### What is needed:
Transcribe the records underneath word for word, and leave no line out.

### Material to process:
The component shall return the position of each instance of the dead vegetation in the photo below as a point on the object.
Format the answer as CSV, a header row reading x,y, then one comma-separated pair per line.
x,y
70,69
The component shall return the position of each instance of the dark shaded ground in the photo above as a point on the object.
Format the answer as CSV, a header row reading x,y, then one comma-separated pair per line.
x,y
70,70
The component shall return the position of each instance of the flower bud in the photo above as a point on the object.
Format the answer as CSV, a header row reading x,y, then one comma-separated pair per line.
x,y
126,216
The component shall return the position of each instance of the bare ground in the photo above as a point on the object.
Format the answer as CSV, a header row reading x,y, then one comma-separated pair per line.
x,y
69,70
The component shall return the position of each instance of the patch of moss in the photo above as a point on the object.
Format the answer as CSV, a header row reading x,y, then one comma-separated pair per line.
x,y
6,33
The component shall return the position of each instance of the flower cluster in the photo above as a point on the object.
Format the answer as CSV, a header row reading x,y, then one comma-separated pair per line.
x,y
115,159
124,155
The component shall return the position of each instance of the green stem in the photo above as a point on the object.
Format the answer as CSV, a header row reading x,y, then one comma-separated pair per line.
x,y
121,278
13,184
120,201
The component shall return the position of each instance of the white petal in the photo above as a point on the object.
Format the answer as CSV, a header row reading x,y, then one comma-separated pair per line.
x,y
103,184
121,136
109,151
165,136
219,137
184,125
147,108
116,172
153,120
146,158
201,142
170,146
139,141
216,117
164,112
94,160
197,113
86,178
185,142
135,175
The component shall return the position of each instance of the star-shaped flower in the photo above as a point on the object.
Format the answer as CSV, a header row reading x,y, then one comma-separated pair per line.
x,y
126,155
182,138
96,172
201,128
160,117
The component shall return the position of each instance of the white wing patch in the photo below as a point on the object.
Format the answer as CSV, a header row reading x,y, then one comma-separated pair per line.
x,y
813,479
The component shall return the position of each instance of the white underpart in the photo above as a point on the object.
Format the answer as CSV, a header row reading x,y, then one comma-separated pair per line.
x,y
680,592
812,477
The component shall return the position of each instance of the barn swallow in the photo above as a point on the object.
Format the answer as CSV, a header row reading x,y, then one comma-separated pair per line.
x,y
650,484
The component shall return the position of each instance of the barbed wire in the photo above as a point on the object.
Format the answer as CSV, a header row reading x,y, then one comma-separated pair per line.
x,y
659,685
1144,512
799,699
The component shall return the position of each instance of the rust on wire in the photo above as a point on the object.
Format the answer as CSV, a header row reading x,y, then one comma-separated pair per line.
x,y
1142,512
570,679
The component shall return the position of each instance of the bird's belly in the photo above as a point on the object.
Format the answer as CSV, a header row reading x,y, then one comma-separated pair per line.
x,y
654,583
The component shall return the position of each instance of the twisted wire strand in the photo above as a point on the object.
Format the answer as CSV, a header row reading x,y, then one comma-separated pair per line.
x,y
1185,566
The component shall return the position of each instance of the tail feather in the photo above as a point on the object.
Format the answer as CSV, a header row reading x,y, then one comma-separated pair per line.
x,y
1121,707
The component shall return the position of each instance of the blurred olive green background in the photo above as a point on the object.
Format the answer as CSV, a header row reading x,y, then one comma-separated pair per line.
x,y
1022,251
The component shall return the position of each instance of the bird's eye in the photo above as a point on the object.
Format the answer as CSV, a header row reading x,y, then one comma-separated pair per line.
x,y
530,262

### Exercise response:
The component shall return the position of each instance of the dead vegetation in the photo below as a point on the object.
Format the answer as CSV, a header row reading x,y, then one comma-separated pair per line.
x,y
70,69
The component shall return the position of each instance of the dark shaded ground in the photo above as a point on the object.
Format the answer as CSV, a header row reading x,y, then one comma-separated pair per line.
x,y
70,70
The component shall return the position of each instance of the flower bud in the photo above as a point on the object.
Format the answer as CSV, a header row reading x,y, then one comma-separated pair per line.
x,y
126,216
The component shall return the position of each instance of the bare ground in the photo above as a point on the object.
Format the answer as CSV, a header row reading x,y, then one comma-separated pair per line.
x,y
69,70
The component shall return the position of each instance of the patch of moss in the photo above as a point on the object.
Format the answer as CSV, a header row reading x,y, then one comma-separated pair per line.
x,y
6,33
The component shall return the position of each instance of the flower cluster in the photo above as a point on the object.
Format the answer as CSV, a header row reading x,y, then one comma-separated pair per line.
x,y
115,159
124,155
The component shall return the position of each instance of the green stem in the photo above as a point on the object.
Format the answer as CSV, a header row reading x,y, then one comma-separated pair per line.
x,y
121,278
13,184
120,201
The component shall return the position of each instance of the white petal in the photo above as a point on the object.
Format the answer as CSV, a header row reading x,y, then one comma-separated pair per line.
x,y
103,184
121,136
109,151
165,136
219,137
184,125
147,108
116,172
153,120
146,158
201,142
170,146
139,141
216,117
164,112
94,160
197,113
86,178
185,142
135,175
The component shall return the position of each instance of the star-shaped flower in the photo above as a point on the object.
Format the answer as CSV, a header row reading x,y, then one comma-separated pair per line.
x,y
126,155
182,138
96,172
201,128
160,117
The component shall return the position of each instance of the white wing patch in the photo below as a point on the object.
Format the answer as CSV, a header row reading x,y, then one comma-separated pair per line.
x,y
813,479
The component shall return the position of each instance of the white underpart in the photo above as a point on the object.
Format the answer as CSV, a header row reading x,y, then one comma-separated pair per line.
x,y
680,592
812,477
The component shall return the position of each instance of the barn swallow in the photo above as a point on the object.
Format the answer as CSV, a header row reading x,y, then one comma-separated pair per line.
x,y
650,484
The component shall return the position of each instance of the barbed wire in the photo above as a point on the object.
Format the answer as CSV, a header row reading x,y, then one comma-separated pair per line.
x,y
659,685
1144,512
799,699
The component shall return the position of each instance of the rust on wire in the photo above as a point on the object.
Format the answer as CSV, a header row reading x,y, then one comma-separated pair per line.
x,y
1142,512
570,679
The component shall return the position of each instance of the bird's belly in the photo above as a point on the object.
Format the answer as CSV, a header row reading x,y, then one comma-separated pair per line.
x,y
654,583
The component shall return the position of each instance of the twisted wire strand in the photo above as a point on the object.
Format the answer as CSV, a header row reading x,y, then one comma-separated pair per line.
x,y
1185,566
The component shall return the position of each instance of the tail feather in the photo above as a point on the object.
Format the answer as CSV, a header row reading x,y, then one comma-separated pair per line.
x,y
1121,707
The component shall return the position of each instance of the blurred olive green background in the photo above as a point on the object.
Format the answer as CSV, a header row reading x,y, then one comma-separated pair per line.
x,y
1022,251
The component shall return the position of each instance of the bird's eye in the photo above as a point on the object.
Format the answer as CSV, a header row reading x,y, then one comma-separated pair per line.
x,y
530,262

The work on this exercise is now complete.